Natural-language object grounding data
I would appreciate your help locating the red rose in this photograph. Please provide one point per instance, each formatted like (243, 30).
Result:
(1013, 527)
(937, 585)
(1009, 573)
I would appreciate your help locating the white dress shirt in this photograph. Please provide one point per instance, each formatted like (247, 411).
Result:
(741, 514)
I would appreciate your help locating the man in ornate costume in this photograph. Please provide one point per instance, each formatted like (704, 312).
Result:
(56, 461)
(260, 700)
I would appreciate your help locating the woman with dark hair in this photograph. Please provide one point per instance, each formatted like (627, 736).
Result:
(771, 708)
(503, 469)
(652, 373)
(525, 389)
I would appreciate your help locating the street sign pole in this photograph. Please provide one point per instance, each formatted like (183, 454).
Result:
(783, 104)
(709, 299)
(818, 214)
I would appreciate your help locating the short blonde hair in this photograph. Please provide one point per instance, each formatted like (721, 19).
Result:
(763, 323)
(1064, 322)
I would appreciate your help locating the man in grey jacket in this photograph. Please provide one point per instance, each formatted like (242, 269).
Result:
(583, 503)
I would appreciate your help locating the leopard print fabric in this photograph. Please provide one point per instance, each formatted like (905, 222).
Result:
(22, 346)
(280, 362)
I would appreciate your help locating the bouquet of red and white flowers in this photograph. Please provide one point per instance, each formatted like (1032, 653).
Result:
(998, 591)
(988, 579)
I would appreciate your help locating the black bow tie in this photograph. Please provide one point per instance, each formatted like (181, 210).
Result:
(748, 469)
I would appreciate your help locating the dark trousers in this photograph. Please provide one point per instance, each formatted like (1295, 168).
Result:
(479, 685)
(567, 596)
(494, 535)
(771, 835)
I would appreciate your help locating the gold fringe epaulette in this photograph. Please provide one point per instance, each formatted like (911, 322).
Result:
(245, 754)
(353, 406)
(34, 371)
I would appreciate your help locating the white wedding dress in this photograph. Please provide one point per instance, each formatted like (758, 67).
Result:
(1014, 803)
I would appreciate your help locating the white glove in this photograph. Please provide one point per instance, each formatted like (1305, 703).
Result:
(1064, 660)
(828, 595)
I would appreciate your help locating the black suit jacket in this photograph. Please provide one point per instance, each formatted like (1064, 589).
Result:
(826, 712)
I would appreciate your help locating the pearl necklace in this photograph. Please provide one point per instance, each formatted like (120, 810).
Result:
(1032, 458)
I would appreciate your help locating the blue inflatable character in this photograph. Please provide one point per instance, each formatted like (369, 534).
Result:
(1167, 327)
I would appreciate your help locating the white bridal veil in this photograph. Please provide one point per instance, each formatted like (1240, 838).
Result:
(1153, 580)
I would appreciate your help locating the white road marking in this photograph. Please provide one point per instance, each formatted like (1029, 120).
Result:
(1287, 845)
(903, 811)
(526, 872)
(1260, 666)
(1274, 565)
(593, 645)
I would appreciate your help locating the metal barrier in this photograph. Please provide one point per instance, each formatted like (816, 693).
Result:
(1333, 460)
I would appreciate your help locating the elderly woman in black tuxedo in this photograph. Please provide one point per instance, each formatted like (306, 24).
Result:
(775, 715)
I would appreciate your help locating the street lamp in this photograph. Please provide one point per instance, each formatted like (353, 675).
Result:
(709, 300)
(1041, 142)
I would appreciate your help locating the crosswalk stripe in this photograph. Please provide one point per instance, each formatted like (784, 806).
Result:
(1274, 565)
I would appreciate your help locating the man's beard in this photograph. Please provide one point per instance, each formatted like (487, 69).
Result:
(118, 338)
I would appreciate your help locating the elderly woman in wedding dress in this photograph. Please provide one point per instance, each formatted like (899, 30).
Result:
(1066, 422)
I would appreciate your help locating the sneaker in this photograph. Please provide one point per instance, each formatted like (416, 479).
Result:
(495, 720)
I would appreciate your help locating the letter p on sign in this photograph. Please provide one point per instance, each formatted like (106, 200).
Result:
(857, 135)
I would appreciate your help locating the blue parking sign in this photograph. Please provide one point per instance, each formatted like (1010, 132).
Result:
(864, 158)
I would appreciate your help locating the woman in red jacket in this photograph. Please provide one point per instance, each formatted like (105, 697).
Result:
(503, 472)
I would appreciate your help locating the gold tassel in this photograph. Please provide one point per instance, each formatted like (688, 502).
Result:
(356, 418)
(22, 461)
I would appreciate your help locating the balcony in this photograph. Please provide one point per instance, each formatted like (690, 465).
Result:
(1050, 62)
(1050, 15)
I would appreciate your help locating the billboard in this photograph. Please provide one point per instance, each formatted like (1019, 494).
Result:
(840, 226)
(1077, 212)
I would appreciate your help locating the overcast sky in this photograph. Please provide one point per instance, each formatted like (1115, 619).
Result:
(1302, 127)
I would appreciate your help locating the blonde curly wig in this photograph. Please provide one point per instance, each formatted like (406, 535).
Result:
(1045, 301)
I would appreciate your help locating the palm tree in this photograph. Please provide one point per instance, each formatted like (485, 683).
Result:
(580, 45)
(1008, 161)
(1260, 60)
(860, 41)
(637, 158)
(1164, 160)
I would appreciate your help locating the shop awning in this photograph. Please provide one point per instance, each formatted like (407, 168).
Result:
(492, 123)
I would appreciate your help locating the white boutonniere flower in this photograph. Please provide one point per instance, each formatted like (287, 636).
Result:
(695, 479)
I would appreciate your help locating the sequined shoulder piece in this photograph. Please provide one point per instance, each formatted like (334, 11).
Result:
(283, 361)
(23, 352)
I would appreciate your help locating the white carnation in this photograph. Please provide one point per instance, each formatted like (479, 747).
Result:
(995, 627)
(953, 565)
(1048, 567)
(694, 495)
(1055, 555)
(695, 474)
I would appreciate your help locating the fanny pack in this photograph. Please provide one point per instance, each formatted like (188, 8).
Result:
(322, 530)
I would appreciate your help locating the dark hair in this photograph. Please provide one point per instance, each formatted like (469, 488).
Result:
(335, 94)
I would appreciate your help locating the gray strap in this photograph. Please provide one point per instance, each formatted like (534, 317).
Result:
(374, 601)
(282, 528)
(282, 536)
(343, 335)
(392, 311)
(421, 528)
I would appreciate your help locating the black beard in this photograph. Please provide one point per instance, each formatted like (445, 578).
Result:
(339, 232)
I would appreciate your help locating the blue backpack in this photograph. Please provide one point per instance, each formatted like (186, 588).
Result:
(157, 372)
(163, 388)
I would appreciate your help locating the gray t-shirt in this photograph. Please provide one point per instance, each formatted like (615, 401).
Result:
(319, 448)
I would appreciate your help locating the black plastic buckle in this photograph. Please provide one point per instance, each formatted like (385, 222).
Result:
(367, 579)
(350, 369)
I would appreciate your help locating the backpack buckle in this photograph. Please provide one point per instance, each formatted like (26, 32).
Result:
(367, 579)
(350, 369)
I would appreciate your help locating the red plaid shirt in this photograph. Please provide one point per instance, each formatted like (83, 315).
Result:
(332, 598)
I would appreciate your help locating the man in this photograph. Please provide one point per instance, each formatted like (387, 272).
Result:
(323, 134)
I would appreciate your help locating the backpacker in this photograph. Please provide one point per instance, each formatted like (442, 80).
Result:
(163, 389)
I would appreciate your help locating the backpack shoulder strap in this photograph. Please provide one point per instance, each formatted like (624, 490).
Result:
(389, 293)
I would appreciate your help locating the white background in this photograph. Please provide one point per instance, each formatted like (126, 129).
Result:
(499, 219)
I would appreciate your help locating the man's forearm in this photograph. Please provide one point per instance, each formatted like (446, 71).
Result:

§ **WHAT YOU HAVE TO DO**: The answer must consist of every line from the entries above that contains "beard".

§ **OUTPUT BELOW**:
I would appreciate your help locating the man's beard in this photograph. Please provide one point per instance, each formatted like (487, 69).
I would appreciate your help locating the black beard in this photograph. Please provide one point per instance, each formatted like (445, 578).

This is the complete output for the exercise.